Travail demandé: Prolongez la critique du jeu d'exploration spatiale en reprenant juste après sa dernière phrase.

Section de texte:
Mais cela n'est que détail et frivolité en comparaison de l'exploration, du sentiment de découvrir l'inconnu, de pénétrer l'insondable mystère de l'univers. Hélas, la seule chose qui sera vertement pénétrée et piétinée ici sera votre amour propre. Oubliez de suite votre vaisseau il ne sert (presque) à rien, ne perdez pas d'heures à modifier votre fidèle carlingue, ici on saute et on se téléporte. L'espace se résumant à de médiocres affrontements (toujours les mêmes) face à des... pirates, à quelques abordages et... appuyer sur E pour se téléporter à un point d'atterrissage du .jpeg que constituent les planètes. A sa sortie, pourtant chahutée, No Man Sky proposait déjà mieux. Remarquez d'ailleurs que vous conjuguerez ici le futur au passé, l'humanité ayant découvert les sauts spatiaux, mais totalement oublié comment utiliser un véhicule terrestre (qu'on ne manquera pas de nous vendre en DLC prochainement). Quand vous aurez traverser pour la 15ème fois le même avant-poste aux galeries gelées, avec les MEMES ennemis aux MEMES endroits, vous ne manquerez pas de vous demander Pourquoi continuer à m'infliger cela. La bande son parfois inspirée d'Inon Zur permettra peut-être à l'espace de ne pas vous entendre crier.

Données brutes:
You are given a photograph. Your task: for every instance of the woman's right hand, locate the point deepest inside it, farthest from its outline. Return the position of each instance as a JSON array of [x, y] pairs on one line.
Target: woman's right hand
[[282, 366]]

Réponse:
Je n'ai certainement rien compris, je le répète, l'important étant les quêtes, le lore venant donner du lien à tout cela... FI. Starfield ne vous crachera pas qu'une seule fois au visage, non content de réduire l'exploration à peau de chagrin, il vous permettra d'arpenter les bornes de missions de livraison, de chasseur de primes, d'analyser de planètes pour des groupuscules insipides et sans âme vous permettant de: prendre la quête, se téléporter sur la planète concernée, accomplir la quête, vous téléporter recommencer. Tout cela, chers explorateurs déc(h)us dans des villes peuplées des mêmes zombies morts à force de mimer la vie, propres sur eux, imbéciles et inclusifs à souhait (rassurez vous, je ne critique pas ce point) et... par pitié épargnez leur la VF que leur 'bouche' ne saurait suivre. Tout cela régit par un système de crime toujours aussi pourri où le moindre scan et/ou garde vous dépouillera de vos larcins fort de ses dons de perception extrasensoriels avant de vous balancer dans la sempiternelle prison dont vous sortirez en 5 secondes. Dans une idée assez similaire, on peut lire ou entendre parfois que nous sommes face à un Skyrim dans l'espace. C'est pour moi assez faux. Les mécaniques propres aux jeux Bethesda sont bien les mêmes, mais Skyrim est un bien meilleur open world en terme de narration environnementale, de lore, d'exploration et de quêtes que l'univers déconstruit et inconsistant que représente ce Starfield. Heureusement, nous serons quelque peu rassurés sur le fait que les IA ne sont pas encore prêtes à dominer le monde tant leur stupidité est parfois fascinante dans Starfield. Dire que certains vantent le jeu le 'mieux fini de Bethesda'... Quelle honte.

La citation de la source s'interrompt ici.